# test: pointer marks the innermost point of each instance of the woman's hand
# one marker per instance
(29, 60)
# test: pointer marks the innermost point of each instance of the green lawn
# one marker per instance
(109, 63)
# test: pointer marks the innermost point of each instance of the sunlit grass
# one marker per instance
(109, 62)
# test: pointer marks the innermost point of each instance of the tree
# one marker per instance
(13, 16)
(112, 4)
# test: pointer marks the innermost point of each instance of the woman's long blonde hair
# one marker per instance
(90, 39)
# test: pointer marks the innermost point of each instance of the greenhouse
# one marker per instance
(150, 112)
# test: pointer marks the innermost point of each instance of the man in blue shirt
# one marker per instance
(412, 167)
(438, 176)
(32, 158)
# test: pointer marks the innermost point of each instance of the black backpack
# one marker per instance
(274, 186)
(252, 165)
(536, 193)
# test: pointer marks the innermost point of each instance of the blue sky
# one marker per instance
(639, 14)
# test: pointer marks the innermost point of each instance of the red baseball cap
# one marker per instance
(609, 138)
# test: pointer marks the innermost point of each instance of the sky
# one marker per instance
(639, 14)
==
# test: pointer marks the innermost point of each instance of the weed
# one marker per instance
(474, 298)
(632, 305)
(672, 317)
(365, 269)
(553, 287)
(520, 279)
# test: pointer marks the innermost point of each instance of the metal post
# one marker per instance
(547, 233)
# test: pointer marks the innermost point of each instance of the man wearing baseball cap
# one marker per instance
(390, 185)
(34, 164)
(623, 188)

> _WORK ORDER_
Your answer should consist of copies of the lines above that include the string "baseball".

> _WRITTEN RESPONSE_
# test: pointer marks the innermost point of each instance of the red baseball cap
# test: pointer marks the innermost point of each instance of the man wearing baseball cap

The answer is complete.